Requirements >>
Copy the material below, swapping each "mark the region" for "outline the area" and keeping everything else identical.

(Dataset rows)
↓
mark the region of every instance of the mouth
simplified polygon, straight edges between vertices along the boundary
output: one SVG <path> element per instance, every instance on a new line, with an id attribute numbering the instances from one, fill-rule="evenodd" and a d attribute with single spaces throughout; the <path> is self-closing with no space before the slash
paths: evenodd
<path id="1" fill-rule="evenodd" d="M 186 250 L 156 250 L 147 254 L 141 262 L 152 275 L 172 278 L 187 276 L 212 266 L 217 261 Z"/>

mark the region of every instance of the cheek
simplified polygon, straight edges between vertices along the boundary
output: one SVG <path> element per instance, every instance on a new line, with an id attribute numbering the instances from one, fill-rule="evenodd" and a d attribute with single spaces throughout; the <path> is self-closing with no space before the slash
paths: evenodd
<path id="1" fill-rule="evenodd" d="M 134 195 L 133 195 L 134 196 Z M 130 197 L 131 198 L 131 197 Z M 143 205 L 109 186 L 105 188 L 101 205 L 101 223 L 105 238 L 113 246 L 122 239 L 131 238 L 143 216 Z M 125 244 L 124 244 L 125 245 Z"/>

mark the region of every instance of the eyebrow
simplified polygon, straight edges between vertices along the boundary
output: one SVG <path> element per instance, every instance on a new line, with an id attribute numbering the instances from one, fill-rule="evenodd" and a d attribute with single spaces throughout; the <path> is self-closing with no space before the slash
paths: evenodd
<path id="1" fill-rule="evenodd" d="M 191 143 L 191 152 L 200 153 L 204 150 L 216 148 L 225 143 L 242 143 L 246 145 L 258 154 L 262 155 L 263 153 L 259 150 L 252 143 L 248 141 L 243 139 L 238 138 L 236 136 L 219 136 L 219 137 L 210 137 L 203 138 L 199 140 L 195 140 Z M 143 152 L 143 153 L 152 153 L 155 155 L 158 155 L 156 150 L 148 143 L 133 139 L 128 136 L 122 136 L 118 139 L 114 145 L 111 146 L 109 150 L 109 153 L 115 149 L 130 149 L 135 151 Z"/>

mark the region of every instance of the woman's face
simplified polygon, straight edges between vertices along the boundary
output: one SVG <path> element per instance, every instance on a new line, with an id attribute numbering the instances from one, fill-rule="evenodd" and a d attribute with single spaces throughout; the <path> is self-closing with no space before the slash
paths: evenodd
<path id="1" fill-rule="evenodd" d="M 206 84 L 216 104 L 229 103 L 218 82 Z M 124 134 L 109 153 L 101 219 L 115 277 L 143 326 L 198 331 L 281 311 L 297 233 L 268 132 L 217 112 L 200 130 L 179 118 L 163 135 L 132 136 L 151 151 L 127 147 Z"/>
↑
Expected answer >>
outline the area of every instance of the mouth
simplified polygon, straight edges between vertices along the boundary
output: one SVG <path> element per instance, every instance on a new line, with an id attribute numbering the instances from one, fill-rule="evenodd" and a d attribute with single spaces throughout; the <path> is self-closing with no space before the slash
paths: evenodd
<path id="1" fill-rule="evenodd" d="M 186 250 L 156 250 L 147 254 L 141 262 L 152 275 L 172 278 L 187 276 L 212 266 L 217 261 Z"/>

outline the area of every instance of the cheek
simplified polygon, straight edges between vertices along the boundary
output: one SVG <path> element per instance, every instance on a new line, with an id attribute numbering the instances from one, fill-rule="evenodd" and a d attribute with single spaces throughout; the <path> is self-closing with no space before the slash
paths: evenodd
<path id="1" fill-rule="evenodd" d="M 134 195 L 133 195 L 134 196 Z M 130 197 L 131 198 L 131 197 Z M 143 205 L 109 186 L 105 188 L 101 205 L 101 223 L 105 238 L 113 246 L 122 239 L 131 238 L 143 216 Z M 125 244 L 124 244 L 125 245 Z"/>

outline the area of every instance of the eyebrow
simplified polygon, straight edges between vertices along the boundary
output: one SVG <path> element per instance, every instance on a new line, with an id attribute numbering the instances from one, fill-rule="evenodd" and a d attribute with single spaces throughout; the <path> is self-closing with no space before the slash
paths: evenodd
<path id="1" fill-rule="evenodd" d="M 191 143 L 191 152 L 200 153 L 204 150 L 216 148 L 225 143 L 242 143 L 246 145 L 258 154 L 262 155 L 263 153 L 259 150 L 252 143 L 248 141 L 243 139 L 238 138 L 236 136 L 219 136 L 219 137 L 210 137 L 203 138 L 199 140 L 195 140 Z M 143 152 L 143 153 L 152 153 L 155 155 L 158 155 L 156 150 L 148 143 L 133 139 L 128 136 L 122 136 L 118 139 L 114 145 L 111 146 L 109 150 L 109 153 L 115 149 L 130 149 L 135 151 Z"/>

outline the area of every instance of the woman's face
simplified polygon, straight edges between vertices along the boundary
output: one SVG <path> element per instance, every instance on a new line, with an id attribute numbering the instances from one, fill-rule="evenodd" and a d attribute with single spaces throughout; the <path> is self-closing with no space before the slash
paths: evenodd
<path id="1" fill-rule="evenodd" d="M 206 84 L 216 104 L 229 103 L 218 82 Z M 124 134 L 109 153 L 101 219 L 115 277 L 143 326 L 198 331 L 281 311 L 297 233 L 268 132 L 217 112 L 200 130 L 179 118 L 163 135 L 132 136 L 151 151 L 127 147 Z"/>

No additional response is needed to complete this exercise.